Copy out the material word for word, from its beginning through the line containing "POLYGON ((94 119, 73", including that line. Omit the pictures from your copy.

(Collected data)
# # # #

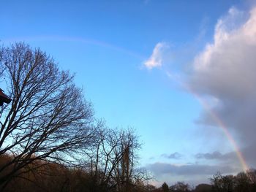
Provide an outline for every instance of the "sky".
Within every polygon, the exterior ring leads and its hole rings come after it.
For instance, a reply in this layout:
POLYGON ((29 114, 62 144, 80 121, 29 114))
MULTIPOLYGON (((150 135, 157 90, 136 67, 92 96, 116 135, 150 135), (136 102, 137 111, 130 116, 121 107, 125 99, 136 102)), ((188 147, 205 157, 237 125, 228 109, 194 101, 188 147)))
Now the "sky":
POLYGON ((1 0, 0 41, 75 74, 96 118, 140 136, 157 185, 256 168, 254 1, 1 0))

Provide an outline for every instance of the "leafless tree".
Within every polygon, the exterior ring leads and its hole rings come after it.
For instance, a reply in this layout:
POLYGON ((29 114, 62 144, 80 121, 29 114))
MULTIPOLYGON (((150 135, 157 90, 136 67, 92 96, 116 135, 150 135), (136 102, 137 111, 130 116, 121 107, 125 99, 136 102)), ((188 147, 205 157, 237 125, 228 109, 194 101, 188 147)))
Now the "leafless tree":
POLYGON ((3 47, 0 64, 12 99, 0 112, 0 156, 12 156, 0 166, 4 187, 37 160, 72 161, 69 155, 90 144, 94 118, 74 77, 39 49, 3 47))
POLYGON ((135 191, 136 185, 149 179, 137 168, 140 143, 131 129, 99 131, 97 139, 86 154, 87 168, 94 181, 94 191, 135 191))

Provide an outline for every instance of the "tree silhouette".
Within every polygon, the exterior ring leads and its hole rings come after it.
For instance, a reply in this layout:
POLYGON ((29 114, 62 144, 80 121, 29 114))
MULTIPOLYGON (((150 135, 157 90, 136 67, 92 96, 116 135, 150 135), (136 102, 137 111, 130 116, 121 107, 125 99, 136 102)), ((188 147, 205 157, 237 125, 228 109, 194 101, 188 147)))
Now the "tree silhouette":
POLYGON ((94 119, 73 76, 45 53, 17 43, 0 55, 1 80, 12 99, 0 112, 0 156, 12 156, 0 166, 4 188, 37 160, 70 163, 69 155, 90 144, 94 119))

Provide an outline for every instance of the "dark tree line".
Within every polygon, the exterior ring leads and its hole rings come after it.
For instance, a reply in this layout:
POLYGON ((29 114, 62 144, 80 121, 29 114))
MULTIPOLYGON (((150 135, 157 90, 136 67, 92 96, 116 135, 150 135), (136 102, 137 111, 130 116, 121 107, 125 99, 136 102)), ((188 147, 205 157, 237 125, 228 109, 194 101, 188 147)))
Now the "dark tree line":
POLYGON ((74 76, 45 53, 24 43, 1 47, 0 82, 12 99, 0 111, 1 191, 21 180, 45 190, 50 177, 59 191, 73 191, 74 174, 87 191, 132 191, 147 179, 136 168, 137 136, 96 120, 74 76))
POLYGON ((250 169, 236 175, 218 172, 210 184, 199 184, 195 188, 183 182, 169 186, 165 182, 159 188, 151 186, 152 192, 254 192, 256 191, 256 170, 250 169))

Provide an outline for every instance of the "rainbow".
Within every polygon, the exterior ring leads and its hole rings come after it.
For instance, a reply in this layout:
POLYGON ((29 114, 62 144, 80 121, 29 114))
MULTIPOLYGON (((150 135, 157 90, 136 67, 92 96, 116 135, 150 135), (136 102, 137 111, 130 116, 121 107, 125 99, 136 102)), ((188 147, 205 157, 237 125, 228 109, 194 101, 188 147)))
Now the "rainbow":
POLYGON ((222 121, 221 118, 211 109, 210 105, 199 95, 195 92, 194 90, 192 90, 189 86, 186 85, 184 82, 183 82, 181 80, 178 80, 177 77, 172 75, 169 72, 166 72, 167 75, 169 78, 171 78, 173 81, 178 82, 178 84, 181 85, 183 88, 184 88, 189 93, 190 93, 192 95, 195 96, 195 98, 198 101, 198 102, 203 106, 204 110, 208 112, 208 114, 211 115, 211 118, 215 121, 215 123, 218 125, 218 127, 219 127, 224 134, 227 138, 228 141, 231 144, 231 146, 233 147, 236 156, 238 159, 239 160, 239 162, 241 165, 241 167, 243 169, 244 172, 246 172, 249 169, 246 161, 243 156, 242 153, 241 152, 237 143, 236 142, 234 138, 231 135, 231 134, 229 132, 227 126, 225 125, 225 123, 222 121))
MULTIPOLYGON (((18 42, 18 41, 27 41, 27 42, 53 41, 53 42, 79 42, 79 43, 83 43, 83 44, 91 44, 91 45, 94 45, 112 49, 118 52, 123 53, 124 54, 127 54, 132 57, 137 58, 142 61, 145 61, 145 58, 146 58, 146 57, 143 57, 141 55, 139 55, 136 53, 134 53, 131 50, 123 48, 121 47, 118 47, 118 46, 116 46, 110 43, 107 43, 105 42, 102 42, 102 41, 98 41, 98 40, 91 39, 86 39, 83 37, 67 37, 67 36, 38 36, 38 37, 18 37, 18 38, 12 38, 12 39, 2 39, 1 42, 10 43, 10 42, 18 42)), ((246 172, 247 170, 249 170, 249 166, 237 143, 236 142, 234 138, 233 137, 231 134, 229 132, 227 126, 222 121, 221 118, 218 117, 218 115, 211 109, 211 107, 209 106, 209 104, 200 95, 198 95, 195 91, 193 91, 191 88, 189 88, 187 85, 186 85, 181 80, 178 80, 178 78, 176 78, 176 77, 174 77, 173 75, 172 75, 167 72, 166 72, 166 74, 169 78, 171 78, 176 82, 178 82, 178 84, 181 85, 189 93, 193 95, 195 98, 199 101, 199 103, 203 106, 204 110, 208 112, 211 118, 216 122, 218 126, 222 129, 224 134, 226 136, 228 141, 233 146, 236 153, 236 156, 243 168, 243 170, 244 172, 246 172)))

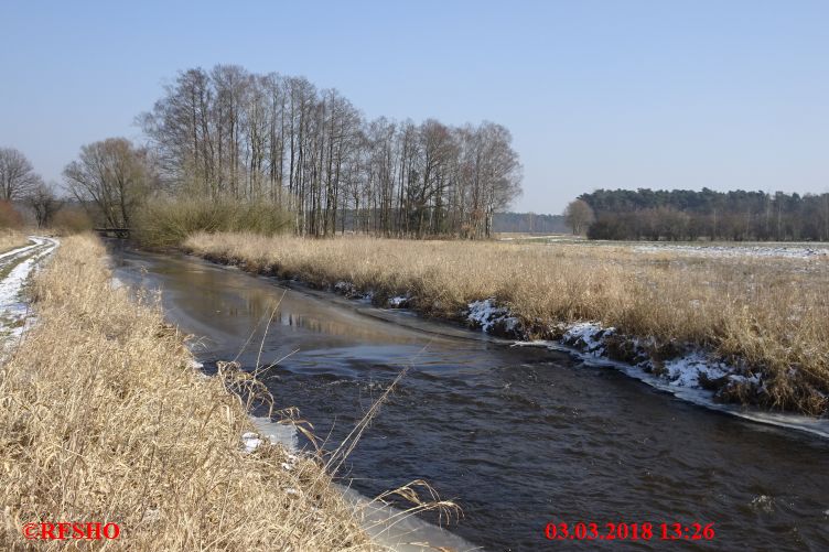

# # # #

▶ **Task output**
Provide an outline for every instance of the "sky".
Within every polygon, the exterior ring leads and its hole rings come after it.
For instance, a reply in this layout:
POLYGON ((29 114, 62 144, 80 121, 29 114))
MULTIPOLYGON (((150 135, 157 90, 136 67, 92 96, 116 135, 150 135), (136 102, 137 111, 130 116, 121 107, 125 99, 136 102)), ((188 147, 205 157, 237 125, 228 109, 194 101, 188 147)))
Now the "sky":
POLYGON ((1 0, 0 41, 75 74, 96 118, 140 136, 157 185, 256 168, 254 1, 1 0))

Provide an outline for every instance of the "leafless tree".
Within every polygon, the exterior ring leads and its hole rings come after it.
For instance, a reply in this layout:
POLYGON ((29 114, 62 144, 80 121, 29 114))
MULTIPOLYGON (((150 135, 157 90, 136 67, 92 96, 116 135, 150 135), (136 102, 137 111, 130 116, 121 107, 125 99, 136 102)), ((188 147, 205 157, 237 125, 228 109, 194 101, 188 147)))
Now the "leafless tree":
POLYGON ((3 47, 0 64, 12 99, 0 112, 0 156, 12 156, 0 166, 4 187, 37 160, 72 161, 69 155, 90 144, 94 118, 74 77, 39 49, 3 47))
POLYGON ((135 191, 136 185, 149 179, 137 168, 140 143, 131 129, 99 131, 97 139, 86 154, 87 168, 94 181, 94 191, 135 191))

Provide an outline for every instance of the "tree silhouette".
Within every polygon, the exterior ring leads and its hole rings come after it.
For instance, a reply in this layout:
POLYGON ((29 114, 62 144, 80 121, 29 114))
MULTIPOLYGON (((150 135, 157 90, 136 67, 92 96, 116 135, 150 135), (136 102, 137 111, 130 116, 121 107, 125 99, 136 102)), ((188 147, 205 157, 237 125, 228 109, 194 101, 188 147)))
Now the "tree silhouette":
POLYGON ((94 119, 73 76, 45 53, 17 43, 0 55, 1 80, 12 99, 0 112, 0 156, 12 156, 0 166, 4 188, 37 160, 70 163, 69 155, 90 144, 94 119))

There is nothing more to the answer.